## Exercise description:
Look through the data below. Collect every line where the word "Phrase" occurs.
==*==
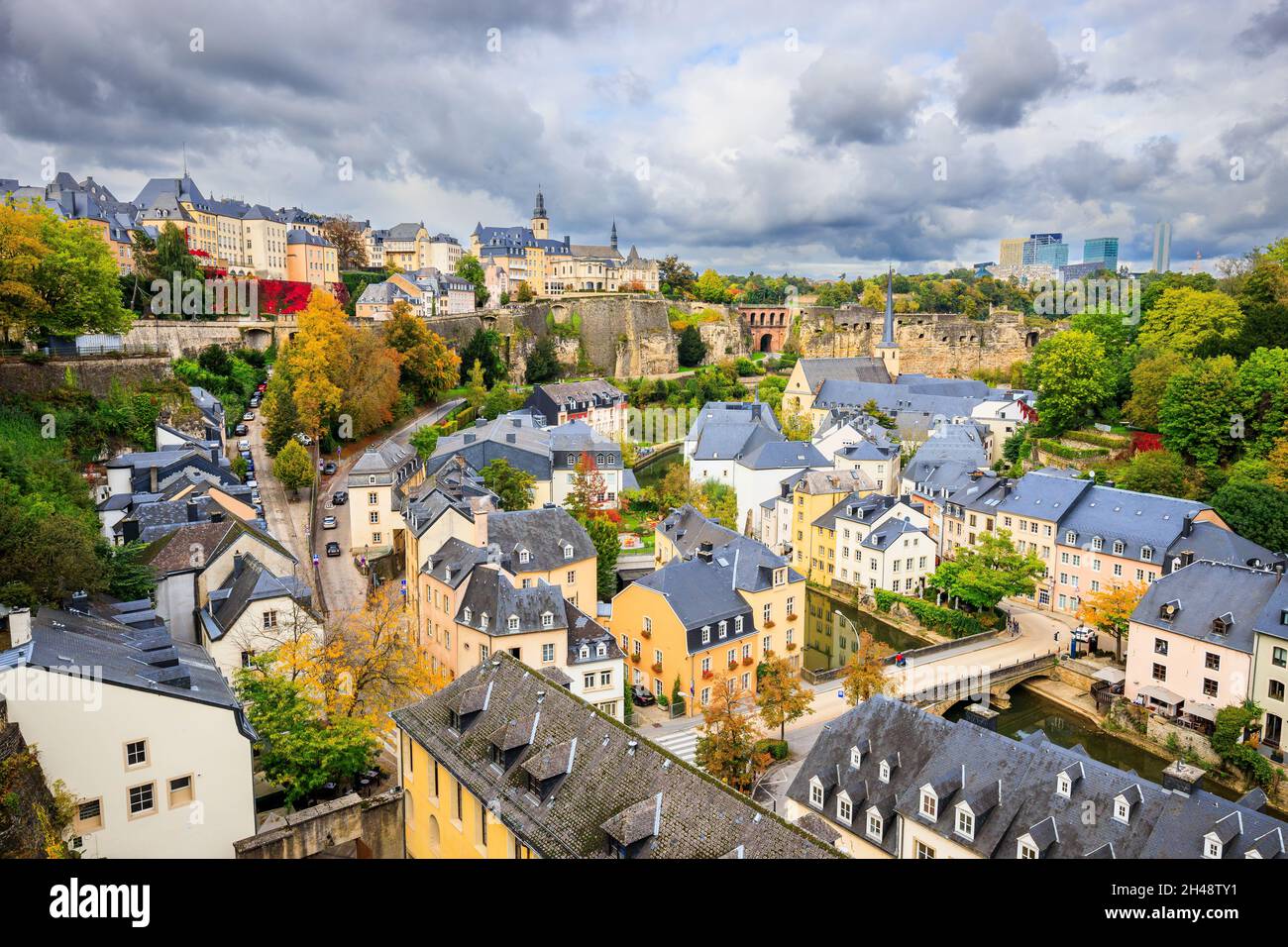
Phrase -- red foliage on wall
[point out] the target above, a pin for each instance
(1144, 441)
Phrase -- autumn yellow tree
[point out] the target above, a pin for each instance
(316, 355)
(726, 741)
(1109, 611)
(866, 671)
(781, 694)
(369, 664)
==*==
## Answer section:
Phrase -- red foliage on wall
Phrase -- autumn yellow tree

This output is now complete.